### EN QUÉ CONSISTE
Muestra cada línea de las filas en la que aparezca la palabra "conical", distinguiendo entre mayúsculas y minúsculas.

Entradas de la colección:
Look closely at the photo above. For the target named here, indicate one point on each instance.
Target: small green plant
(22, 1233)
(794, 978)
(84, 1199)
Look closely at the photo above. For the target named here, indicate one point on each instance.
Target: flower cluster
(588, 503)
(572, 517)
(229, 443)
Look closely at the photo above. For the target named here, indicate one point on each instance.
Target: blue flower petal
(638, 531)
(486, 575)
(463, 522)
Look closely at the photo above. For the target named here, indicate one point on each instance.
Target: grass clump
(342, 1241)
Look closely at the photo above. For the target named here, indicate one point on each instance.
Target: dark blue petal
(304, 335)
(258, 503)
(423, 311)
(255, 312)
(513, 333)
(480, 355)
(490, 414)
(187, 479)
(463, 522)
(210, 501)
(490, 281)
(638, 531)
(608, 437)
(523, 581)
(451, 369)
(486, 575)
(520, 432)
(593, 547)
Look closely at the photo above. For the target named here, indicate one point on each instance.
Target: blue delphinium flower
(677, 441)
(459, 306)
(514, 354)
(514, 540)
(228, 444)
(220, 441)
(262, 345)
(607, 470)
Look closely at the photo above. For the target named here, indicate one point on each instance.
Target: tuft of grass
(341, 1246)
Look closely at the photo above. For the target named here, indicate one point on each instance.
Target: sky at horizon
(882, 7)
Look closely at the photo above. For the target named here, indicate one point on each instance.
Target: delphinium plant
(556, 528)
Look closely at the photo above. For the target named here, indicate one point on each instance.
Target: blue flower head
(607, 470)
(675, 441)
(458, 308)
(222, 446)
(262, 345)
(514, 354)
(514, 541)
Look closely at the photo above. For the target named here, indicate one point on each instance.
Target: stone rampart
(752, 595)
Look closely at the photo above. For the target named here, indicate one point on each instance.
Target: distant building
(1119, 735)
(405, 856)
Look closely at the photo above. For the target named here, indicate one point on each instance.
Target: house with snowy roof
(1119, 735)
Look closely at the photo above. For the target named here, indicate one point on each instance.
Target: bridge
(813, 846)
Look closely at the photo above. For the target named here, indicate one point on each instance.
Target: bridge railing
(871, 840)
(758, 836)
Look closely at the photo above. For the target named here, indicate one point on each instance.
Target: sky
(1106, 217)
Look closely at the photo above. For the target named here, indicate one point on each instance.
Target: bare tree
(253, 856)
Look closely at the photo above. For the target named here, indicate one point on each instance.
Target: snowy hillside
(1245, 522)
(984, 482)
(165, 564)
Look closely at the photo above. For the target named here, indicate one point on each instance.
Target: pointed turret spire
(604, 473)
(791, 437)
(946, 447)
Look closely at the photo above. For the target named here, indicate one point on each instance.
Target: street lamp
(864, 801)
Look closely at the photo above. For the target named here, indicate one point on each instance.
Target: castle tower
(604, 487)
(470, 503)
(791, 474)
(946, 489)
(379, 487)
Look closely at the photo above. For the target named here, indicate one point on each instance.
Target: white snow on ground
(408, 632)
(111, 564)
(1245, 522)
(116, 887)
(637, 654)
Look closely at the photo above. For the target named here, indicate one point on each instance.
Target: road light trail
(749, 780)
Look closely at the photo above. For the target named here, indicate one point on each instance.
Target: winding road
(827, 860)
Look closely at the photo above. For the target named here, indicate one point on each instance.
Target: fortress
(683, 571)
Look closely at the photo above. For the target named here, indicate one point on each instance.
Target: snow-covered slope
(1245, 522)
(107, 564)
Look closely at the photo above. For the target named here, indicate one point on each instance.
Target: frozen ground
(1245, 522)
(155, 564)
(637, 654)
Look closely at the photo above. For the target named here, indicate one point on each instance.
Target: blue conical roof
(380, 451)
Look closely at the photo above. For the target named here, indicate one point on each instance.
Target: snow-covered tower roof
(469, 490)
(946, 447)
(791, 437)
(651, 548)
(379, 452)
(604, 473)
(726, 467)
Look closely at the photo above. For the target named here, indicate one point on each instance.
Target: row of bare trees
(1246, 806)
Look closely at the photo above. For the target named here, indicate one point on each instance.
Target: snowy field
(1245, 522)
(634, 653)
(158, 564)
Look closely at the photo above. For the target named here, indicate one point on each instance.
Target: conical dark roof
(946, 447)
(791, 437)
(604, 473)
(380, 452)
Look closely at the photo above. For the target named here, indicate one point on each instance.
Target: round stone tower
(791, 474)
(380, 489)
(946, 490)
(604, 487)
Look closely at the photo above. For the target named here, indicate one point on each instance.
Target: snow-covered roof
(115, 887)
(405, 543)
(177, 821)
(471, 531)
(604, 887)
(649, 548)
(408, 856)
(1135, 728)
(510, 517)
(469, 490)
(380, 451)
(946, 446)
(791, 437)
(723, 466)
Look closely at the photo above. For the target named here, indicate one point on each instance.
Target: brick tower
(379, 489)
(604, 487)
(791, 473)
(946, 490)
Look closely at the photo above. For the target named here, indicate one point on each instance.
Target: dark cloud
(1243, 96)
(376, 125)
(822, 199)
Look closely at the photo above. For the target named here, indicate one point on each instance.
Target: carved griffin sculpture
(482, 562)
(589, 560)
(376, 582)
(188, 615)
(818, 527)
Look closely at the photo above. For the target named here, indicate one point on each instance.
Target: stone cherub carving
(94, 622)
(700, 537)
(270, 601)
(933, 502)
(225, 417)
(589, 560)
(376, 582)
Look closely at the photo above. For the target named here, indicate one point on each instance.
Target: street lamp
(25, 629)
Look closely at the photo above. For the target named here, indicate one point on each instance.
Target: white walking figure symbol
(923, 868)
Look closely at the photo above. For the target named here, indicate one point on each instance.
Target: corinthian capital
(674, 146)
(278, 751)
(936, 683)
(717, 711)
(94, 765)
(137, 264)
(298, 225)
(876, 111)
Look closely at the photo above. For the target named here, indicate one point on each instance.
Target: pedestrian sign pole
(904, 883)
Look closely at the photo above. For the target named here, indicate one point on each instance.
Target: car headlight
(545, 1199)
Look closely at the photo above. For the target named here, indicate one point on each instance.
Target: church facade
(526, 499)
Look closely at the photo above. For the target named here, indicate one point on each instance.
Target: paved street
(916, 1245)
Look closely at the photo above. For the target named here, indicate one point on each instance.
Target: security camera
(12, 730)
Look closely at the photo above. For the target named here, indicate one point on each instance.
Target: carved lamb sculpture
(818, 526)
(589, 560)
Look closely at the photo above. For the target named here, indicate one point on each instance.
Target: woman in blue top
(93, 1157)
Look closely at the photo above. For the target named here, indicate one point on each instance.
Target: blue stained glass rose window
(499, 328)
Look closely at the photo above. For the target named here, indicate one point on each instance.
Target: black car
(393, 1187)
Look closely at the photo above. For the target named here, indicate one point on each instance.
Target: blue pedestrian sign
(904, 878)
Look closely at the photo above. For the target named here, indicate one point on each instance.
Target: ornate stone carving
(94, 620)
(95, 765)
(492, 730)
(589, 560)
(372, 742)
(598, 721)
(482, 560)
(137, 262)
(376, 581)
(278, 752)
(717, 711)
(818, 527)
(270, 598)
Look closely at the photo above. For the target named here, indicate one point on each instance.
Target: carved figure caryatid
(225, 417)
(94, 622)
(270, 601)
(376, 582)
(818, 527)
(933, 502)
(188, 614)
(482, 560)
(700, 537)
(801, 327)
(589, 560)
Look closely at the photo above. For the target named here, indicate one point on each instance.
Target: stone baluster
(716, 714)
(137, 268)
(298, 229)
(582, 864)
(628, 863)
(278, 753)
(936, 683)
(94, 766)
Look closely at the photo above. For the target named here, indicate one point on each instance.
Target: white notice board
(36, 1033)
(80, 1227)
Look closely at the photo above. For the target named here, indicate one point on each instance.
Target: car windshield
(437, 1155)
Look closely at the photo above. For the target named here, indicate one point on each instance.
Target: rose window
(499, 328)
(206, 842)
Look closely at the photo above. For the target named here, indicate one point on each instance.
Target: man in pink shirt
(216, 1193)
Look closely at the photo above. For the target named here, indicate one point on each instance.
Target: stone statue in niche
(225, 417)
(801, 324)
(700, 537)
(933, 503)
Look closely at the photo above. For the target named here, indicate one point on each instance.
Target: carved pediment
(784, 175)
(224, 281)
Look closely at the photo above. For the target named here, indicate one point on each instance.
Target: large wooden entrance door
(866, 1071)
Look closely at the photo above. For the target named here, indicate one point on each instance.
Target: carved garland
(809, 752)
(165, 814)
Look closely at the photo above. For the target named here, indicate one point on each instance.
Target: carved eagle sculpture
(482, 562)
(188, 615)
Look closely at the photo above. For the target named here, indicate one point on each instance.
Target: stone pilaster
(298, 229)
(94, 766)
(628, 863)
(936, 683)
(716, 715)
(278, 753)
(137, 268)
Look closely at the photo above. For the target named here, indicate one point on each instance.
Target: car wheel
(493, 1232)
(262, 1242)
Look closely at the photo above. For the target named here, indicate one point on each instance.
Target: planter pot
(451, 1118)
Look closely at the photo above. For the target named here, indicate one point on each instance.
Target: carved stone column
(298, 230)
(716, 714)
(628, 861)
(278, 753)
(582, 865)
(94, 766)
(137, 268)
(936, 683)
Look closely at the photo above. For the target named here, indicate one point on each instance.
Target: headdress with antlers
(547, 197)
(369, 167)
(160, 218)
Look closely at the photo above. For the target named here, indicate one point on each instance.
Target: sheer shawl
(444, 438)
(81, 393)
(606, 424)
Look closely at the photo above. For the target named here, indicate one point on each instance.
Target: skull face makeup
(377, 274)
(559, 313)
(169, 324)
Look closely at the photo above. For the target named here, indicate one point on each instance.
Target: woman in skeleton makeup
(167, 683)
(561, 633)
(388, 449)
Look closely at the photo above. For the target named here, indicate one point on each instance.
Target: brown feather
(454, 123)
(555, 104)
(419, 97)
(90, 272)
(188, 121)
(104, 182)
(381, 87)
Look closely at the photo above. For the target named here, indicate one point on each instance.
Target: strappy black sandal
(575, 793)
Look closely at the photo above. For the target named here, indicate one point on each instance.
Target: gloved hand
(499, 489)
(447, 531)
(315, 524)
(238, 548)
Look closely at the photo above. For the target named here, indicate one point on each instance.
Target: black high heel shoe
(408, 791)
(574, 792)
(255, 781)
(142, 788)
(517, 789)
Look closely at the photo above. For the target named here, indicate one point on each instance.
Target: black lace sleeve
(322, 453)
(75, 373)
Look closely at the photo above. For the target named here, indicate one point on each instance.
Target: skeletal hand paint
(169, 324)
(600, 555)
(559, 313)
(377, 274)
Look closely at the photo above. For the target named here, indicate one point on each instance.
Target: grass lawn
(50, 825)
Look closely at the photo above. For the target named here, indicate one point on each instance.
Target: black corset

### RESULTADO OBTENIDO
Target: blue conical roof
Target: conical dark roof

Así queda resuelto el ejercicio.